## Record set

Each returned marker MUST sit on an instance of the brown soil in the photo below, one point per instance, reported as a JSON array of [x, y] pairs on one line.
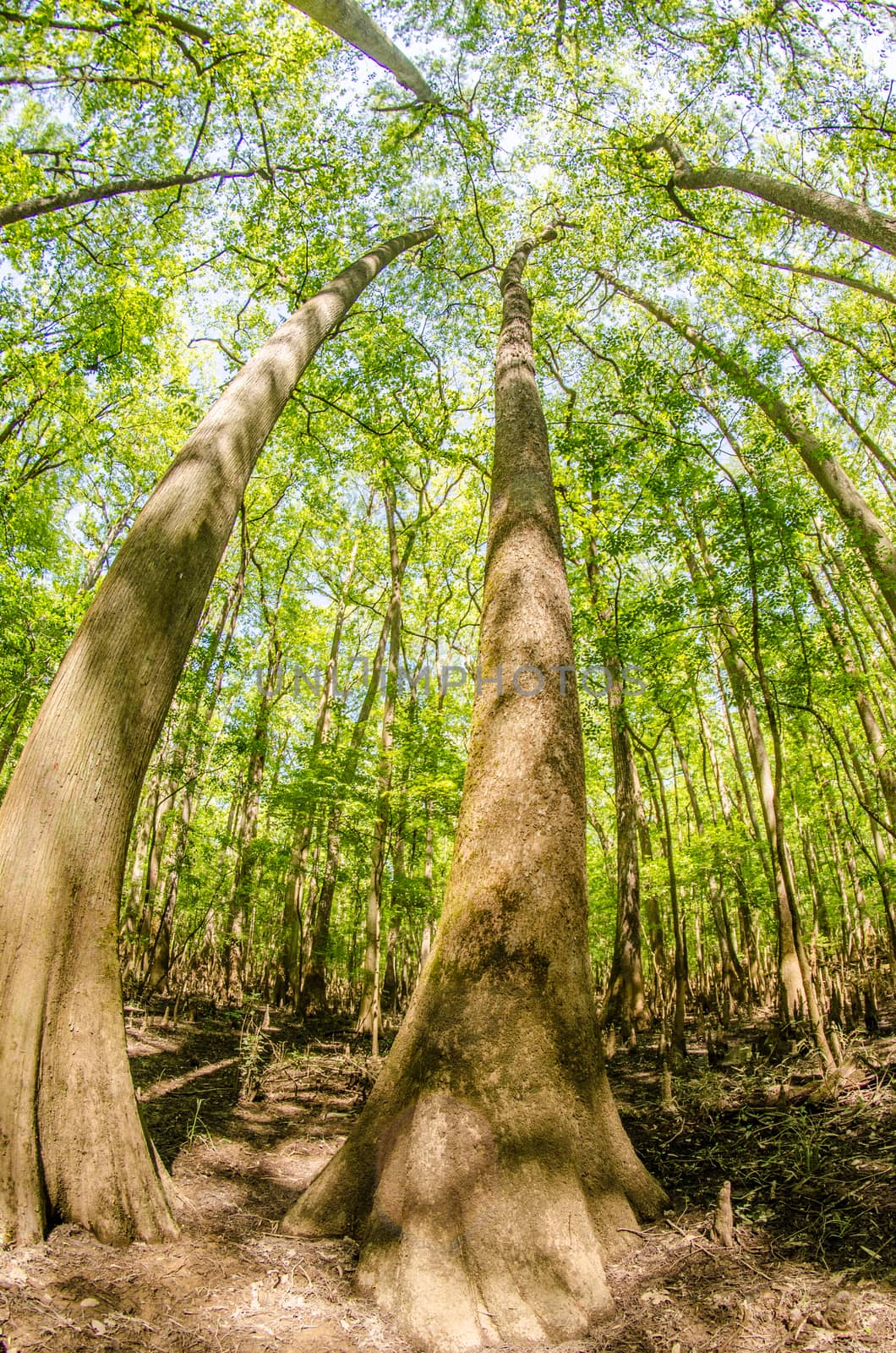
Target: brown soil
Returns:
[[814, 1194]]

---

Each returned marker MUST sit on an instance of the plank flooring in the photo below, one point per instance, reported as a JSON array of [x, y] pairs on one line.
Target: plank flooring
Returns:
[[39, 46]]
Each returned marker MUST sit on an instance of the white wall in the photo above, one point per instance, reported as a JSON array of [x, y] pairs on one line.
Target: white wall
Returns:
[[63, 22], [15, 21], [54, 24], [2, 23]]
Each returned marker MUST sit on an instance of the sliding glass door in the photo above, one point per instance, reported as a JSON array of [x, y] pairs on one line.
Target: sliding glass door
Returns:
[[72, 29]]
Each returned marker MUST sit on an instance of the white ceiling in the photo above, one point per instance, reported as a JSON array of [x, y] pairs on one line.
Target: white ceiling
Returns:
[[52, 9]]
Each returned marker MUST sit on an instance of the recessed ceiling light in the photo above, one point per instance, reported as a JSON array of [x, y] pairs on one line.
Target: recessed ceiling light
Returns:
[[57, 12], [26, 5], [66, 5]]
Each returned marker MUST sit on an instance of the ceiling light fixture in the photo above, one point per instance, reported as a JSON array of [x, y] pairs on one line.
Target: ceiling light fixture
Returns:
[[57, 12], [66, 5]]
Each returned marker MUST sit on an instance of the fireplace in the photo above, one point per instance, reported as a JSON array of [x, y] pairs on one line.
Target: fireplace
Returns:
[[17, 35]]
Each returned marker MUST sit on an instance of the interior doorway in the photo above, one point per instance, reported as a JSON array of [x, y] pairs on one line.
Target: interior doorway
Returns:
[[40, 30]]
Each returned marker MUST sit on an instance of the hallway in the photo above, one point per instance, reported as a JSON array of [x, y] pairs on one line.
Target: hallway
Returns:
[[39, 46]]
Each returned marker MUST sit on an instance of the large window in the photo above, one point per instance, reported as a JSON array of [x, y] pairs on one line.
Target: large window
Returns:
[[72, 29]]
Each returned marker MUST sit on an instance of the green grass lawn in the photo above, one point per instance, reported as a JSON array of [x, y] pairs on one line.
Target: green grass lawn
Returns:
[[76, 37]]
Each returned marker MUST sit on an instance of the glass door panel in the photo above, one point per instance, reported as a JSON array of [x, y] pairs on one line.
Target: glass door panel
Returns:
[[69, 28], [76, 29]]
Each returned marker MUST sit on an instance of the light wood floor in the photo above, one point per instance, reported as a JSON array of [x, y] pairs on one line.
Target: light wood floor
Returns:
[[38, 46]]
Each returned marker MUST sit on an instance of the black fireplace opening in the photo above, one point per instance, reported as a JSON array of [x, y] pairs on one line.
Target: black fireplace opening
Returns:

==

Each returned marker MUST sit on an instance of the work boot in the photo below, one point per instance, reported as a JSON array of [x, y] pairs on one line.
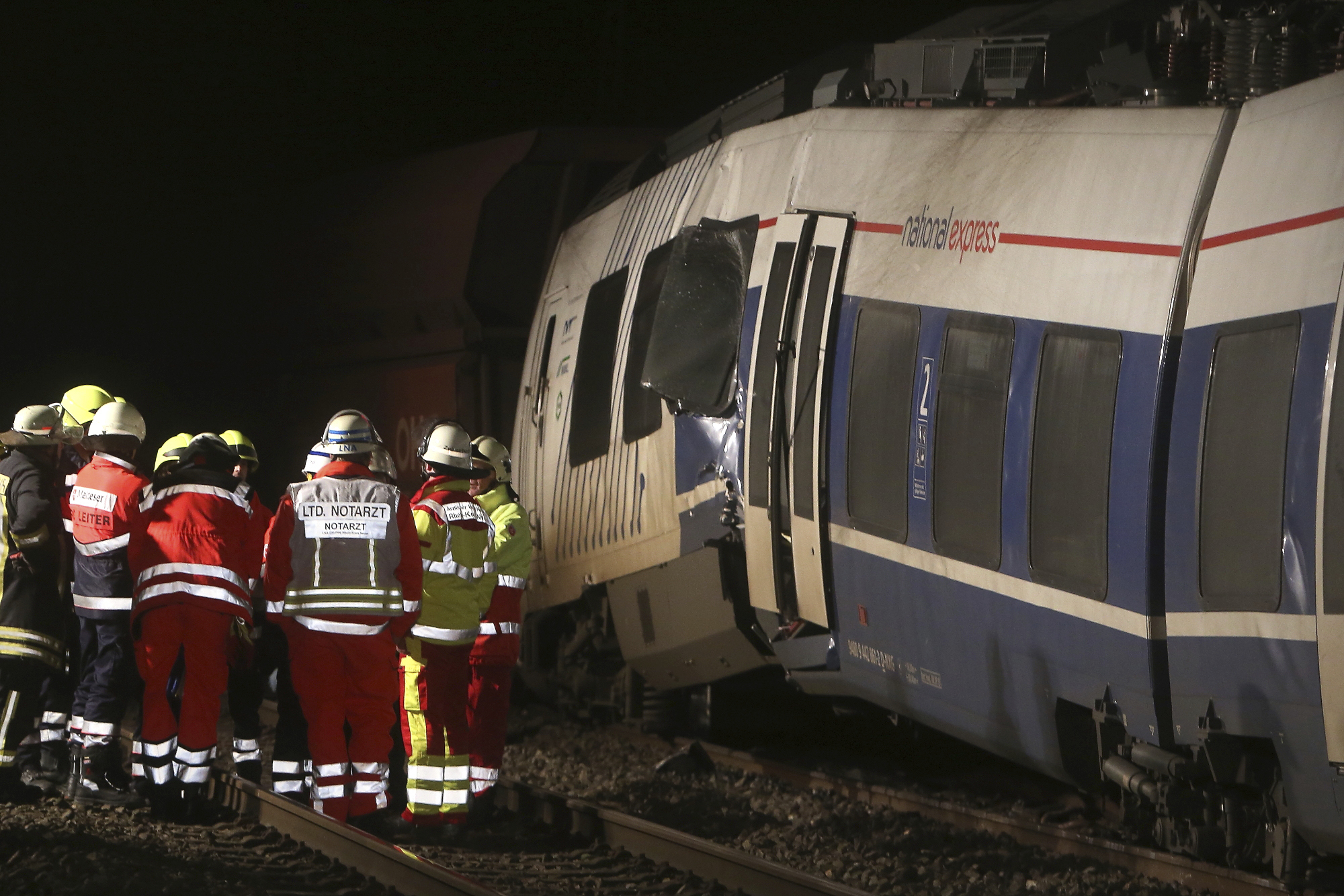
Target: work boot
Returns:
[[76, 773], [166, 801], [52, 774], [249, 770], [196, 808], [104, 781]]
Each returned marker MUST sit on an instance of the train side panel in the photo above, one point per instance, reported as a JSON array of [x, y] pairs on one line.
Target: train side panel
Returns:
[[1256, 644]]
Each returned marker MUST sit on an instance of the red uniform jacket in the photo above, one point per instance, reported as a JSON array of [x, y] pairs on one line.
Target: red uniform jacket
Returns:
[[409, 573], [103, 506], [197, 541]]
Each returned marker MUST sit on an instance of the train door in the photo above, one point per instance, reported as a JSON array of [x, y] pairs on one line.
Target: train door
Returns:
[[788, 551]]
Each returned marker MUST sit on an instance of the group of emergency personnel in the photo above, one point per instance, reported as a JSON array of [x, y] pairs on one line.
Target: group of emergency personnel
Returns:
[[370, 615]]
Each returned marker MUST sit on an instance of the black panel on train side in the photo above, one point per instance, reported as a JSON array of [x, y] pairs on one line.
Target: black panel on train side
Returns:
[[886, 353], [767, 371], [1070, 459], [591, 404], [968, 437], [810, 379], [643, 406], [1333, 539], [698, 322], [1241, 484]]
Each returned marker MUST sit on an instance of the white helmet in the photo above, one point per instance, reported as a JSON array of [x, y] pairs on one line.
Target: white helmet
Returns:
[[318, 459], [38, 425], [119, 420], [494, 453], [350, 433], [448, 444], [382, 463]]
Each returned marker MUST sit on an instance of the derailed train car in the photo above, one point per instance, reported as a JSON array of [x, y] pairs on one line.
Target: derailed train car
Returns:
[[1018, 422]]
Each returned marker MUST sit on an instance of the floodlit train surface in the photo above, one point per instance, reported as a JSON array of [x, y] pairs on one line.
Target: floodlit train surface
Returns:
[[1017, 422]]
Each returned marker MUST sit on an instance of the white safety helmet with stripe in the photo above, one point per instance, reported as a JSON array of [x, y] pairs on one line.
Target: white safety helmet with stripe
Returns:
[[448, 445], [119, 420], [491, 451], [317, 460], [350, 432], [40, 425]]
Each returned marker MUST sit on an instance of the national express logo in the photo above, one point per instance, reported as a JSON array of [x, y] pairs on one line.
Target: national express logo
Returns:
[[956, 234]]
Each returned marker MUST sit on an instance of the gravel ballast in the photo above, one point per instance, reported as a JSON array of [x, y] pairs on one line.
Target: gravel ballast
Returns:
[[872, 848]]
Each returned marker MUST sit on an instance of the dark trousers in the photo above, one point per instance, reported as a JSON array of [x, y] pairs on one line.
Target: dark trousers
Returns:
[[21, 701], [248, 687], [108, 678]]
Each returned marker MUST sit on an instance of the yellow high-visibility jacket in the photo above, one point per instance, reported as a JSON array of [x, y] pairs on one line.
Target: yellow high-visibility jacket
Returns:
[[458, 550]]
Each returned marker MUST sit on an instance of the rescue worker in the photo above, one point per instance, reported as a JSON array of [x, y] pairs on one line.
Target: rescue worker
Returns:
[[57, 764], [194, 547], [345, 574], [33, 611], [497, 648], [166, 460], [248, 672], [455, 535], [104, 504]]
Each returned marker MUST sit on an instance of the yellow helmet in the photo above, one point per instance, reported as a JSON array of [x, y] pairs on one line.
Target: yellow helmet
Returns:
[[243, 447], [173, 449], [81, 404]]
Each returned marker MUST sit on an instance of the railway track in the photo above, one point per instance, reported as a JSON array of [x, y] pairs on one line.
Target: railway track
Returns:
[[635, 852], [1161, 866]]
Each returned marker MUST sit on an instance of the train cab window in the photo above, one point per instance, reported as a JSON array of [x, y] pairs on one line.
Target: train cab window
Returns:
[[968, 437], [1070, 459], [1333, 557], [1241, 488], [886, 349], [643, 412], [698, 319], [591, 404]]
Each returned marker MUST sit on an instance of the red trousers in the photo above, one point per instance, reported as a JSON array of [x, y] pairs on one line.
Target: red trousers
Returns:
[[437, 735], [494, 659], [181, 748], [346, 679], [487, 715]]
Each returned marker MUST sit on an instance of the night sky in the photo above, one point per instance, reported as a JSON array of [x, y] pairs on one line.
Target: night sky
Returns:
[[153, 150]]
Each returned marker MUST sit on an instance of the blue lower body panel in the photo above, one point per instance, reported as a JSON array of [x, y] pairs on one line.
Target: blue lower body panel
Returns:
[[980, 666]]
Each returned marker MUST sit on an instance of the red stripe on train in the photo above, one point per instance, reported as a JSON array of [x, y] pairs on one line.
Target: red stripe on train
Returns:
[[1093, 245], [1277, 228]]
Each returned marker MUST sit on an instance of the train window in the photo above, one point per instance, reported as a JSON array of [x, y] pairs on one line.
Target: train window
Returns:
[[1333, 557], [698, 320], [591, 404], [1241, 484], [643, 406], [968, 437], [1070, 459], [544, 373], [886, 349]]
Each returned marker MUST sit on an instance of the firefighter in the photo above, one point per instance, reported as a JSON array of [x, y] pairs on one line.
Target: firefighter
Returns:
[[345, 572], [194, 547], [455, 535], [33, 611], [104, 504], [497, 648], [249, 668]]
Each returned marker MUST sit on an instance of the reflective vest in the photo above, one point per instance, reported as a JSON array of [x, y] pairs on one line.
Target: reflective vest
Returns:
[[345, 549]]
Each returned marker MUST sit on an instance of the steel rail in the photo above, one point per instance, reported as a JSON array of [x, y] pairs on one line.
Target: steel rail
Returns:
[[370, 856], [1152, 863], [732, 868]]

## What to work on
From the material above, copy each line that includes the word "ballast".

## Exercise solution
Each returned marker MUST sit on an instance of the gravel ballast in the photo above, one point per instance, reported as a JSON array of [x, y] pairs on one line.
Target: gravel ballast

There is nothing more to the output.